Collected data
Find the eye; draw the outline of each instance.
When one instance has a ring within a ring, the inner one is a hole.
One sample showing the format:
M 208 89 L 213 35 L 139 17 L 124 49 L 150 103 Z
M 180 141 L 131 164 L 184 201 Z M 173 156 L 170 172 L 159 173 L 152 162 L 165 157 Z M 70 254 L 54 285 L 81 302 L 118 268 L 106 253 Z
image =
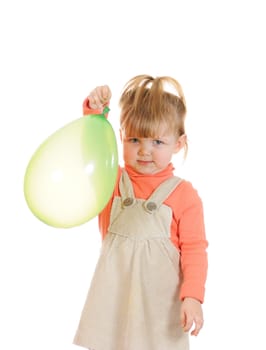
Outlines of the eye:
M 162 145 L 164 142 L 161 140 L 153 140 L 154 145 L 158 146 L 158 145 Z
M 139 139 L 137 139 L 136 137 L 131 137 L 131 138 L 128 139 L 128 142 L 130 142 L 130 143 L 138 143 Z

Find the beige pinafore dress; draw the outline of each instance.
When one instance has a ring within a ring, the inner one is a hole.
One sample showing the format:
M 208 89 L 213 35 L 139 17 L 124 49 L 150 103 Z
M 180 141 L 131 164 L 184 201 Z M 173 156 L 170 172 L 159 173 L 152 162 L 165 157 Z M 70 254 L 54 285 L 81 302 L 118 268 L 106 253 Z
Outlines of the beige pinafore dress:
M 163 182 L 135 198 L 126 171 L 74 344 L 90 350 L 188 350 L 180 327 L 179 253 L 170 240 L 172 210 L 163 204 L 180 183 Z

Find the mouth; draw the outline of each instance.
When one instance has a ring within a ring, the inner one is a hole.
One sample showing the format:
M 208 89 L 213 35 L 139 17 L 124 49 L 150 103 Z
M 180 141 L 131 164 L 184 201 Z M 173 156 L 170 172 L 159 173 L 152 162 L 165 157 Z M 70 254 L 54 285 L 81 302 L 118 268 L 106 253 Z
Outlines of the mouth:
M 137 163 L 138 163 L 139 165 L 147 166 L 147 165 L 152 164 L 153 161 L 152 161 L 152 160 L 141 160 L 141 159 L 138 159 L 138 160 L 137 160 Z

What the task requires >>
I would like the data above transcribed exactly, with its pictures left out.

Expected answer >>
Find the eye; draw the outline of each instance.
When one instance has a ring within a ring, the inner one is a hole.
One sample showing the format:
M 208 89 L 213 35 L 139 17 L 124 49 L 150 103 Z
M 180 141 L 131 164 L 184 201 Z M 173 156 L 170 172 L 159 173 L 152 162 L 165 157 Z M 70 254 L 54 285 L 81 302 L 118 268 L 106 253 Z
image =
Outlines of the eye:
M 162 145 L 164 142 L 161 140 L 153 140 L 154 145 L 158 146 L 158 145 Z
M 139 139 L 137 139 L 136 137 L 131 137 L 131 138 L 128 139 L 128 142 L 130 142 L 130 143 L 138 143 Z

Find the beige pinafore dress; draw the outline of each instance.
When one instance has a ring within a ring, the inner one is a hole.
One sample showing the format:
M 208 89 L 213 35 L 139 17 L 124 49 L 150 103 Z
M 180 141 L 131 164 L 184 201 Z M 173 156 L 170 172 L 159 173 L 152 162 L 165 157 Z M 70 254 L 54 285 L 81 302 L 118 268 L 106 253 Z
Outlines of the beige pinafore dress:
M 163 182 L 135 198 L 126 171 L 74 344 L 90 350 L 188 350 L 180 327 L 179 253 L 170 240 L 172 210 L 163 204 L 180 183 Z

Find the mouth; draw the outline of each instance.
When one instance has a ring within a ring, the inner one is a hole.
One sample showing the format:
M 208 89 L 213 35 L 139 17 L 124 49 L 150 103 Z
M 180 141 L 131 164 L 184 201 Z M 173 156 L 170 172 L 159 173 L 152 162 L 165 157 Z M 70 254 L 54 285 L 81 302 L 118 268 L 106 253 Z
Outlines of the mouth:
M 137 163 L 138 163 L 139 165 L 147 166 L 147 165 L 152 164 L 153 161 L 152 161 L 152 160 L 141 160 L 141 159 L 138 159 L 138 160 L 137 160 Z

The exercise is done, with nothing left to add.